* Excerpt to read *

## start

Why not eat black pudding?
“From Black pudding to pickled jellyfish, beauty lies in the eye of the beholder. What we see and taste as beautiful depends largely on what our family and friends approve of — with just a little room for personal preference.” Laurence Mound – Keeper of Entomology, British Museum, Natural History. Introduction to 1988 reprint of ‘Why Not Eat Insects’ by Vincent M. Holt (1885)
Boudin noir (black pudding/sausage) is not for everyone. As a matter of fact, most of my friends don’t really like it. My husband loves it, the kids don’t like it, but have the ‘obligatoire‘ two mouthfuls each. I enjoy it once in a while, especially when the weather gets cooler. Lately, I’ve been getting up extra early and spend at least two hours every morning looking for cèpes mushrooms. I have never felt more adventurous than now, crawling under trees and beneath the fern. I get a real kick out of finding cèpes. It’s the most fun gift nature has to offer in the fall. This extra-curricular activity gives me a very earthy appetite, making me hungry for sturdy rich food, something that can fuel my energy throughout the day. This is when I am in the mood for boudin noir.
This is a very classic recipe of boudin noir served on a bed of warm potatoes and onions, a drizzle of vinaigrette, semi-caramelized apples and parsnip crips. The sweetness of these homemade parsnips crisps make this dish most enjoyable. Make sure to make an extra batch as they are very popular!

## end

* Source data *
## start

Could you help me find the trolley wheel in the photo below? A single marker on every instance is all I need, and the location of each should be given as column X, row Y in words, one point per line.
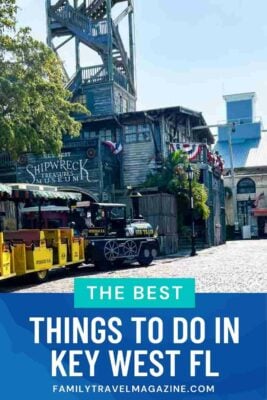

## end

* Required work *
[a] Rewrite the paragraph of the black pudding text that begins "Boudin noir (black pudding/sausage) is not for everyone" as a short bulleted list that keeps its main facts.
[b] List every person or group that the black pudding text says something about in connection with liking or disliking boudin noir, and give the attitude stated for each.
[c] Repeat word for word the passage of the black pudding text from "Why not eat black" up to and including "M. Holt (1885)".

* Answer list *
[a]
- Boudin noir (black pudding/sausage) is not for everyone; most of the writer's friends don't really like it.
- The writer's husband loves it, and the kids don't like it but eat the required two mouthfuls each.
- The writer enjoys it once in a while, especially in cooler weather.
- Lately the writer has been rising early to spend at least two hours each morning hunting cèpes mushrooms under trees and ferns, which feels adventurous and is great fun.
- This activity brings on an appetite for sturdy, rich food, which is when the writer craves boudin noir.

[b]
- Most of the writer's friends: don't really like it.
- The writer's husband: loves it.
- The kids: don't like it, but have the obligatory two mouthfuls each.
- The writer: enjoys it once in a while, especially when the weather gets cooler.

[c]
Why not eat black pudding?
“From Black pudding to pickled jellyfish, beauty lies in the eye of the beholder. What we see and taste as beautiful depends largely on what our family and friends approve of — with just a little room for personal preference.” Laurence Mound – Keeper of Entomology, British Museum, Natural History. Introduction to 1988 reprint of ‘Why Not Eat Insects’ by Vincent M. Holt (1885)